* **BRIEF**:
Locate every line in the records below that contains the word "white", and copy each such line in full.

* **SOURCE RECORDS**:
☆ ☆ ☆ ☆ ☆ ☆ ☆

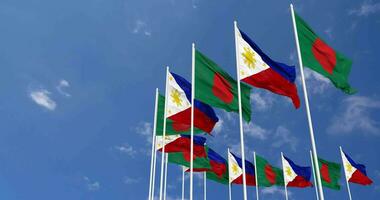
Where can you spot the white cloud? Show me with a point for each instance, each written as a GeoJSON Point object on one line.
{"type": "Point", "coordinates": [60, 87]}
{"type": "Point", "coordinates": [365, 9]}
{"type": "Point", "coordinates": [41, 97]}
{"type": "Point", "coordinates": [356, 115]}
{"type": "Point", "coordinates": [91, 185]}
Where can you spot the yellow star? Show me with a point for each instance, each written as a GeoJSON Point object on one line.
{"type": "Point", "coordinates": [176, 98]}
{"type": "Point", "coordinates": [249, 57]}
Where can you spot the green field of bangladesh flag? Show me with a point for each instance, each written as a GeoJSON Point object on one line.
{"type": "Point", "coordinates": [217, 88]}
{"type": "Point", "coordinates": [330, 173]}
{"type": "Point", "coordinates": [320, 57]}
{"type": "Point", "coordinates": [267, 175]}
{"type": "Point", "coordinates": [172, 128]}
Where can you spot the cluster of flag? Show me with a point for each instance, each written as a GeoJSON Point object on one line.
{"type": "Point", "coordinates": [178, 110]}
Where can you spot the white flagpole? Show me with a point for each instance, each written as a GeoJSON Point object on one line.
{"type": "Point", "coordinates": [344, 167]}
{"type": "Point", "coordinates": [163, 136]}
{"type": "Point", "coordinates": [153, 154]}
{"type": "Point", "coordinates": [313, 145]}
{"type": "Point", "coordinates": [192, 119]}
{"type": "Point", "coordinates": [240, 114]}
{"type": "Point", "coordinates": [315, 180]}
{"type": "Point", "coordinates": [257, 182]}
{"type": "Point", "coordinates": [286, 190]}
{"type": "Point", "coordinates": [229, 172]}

☆ ☆ ☆ ☆ ☆ ☆ ☆

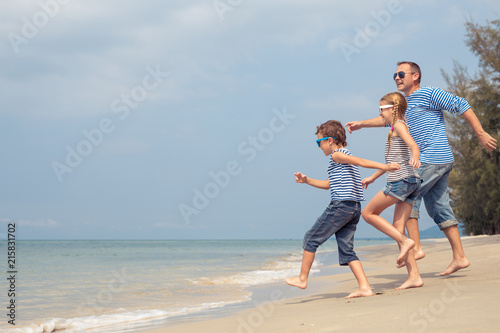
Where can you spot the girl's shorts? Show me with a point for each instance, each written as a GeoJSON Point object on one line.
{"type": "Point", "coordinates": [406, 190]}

☆ ☆ ☆ ☆ ☆ ☆ ☆

* **FULL SOLUTION**:
Where can you spot the white cloud? Show me with a point for each instance, each written as a GeoJSON Point object on one line.
Where can you spot the white flagpole? Show me with a point for each instance, each written as a GeoJSON Point object on one line.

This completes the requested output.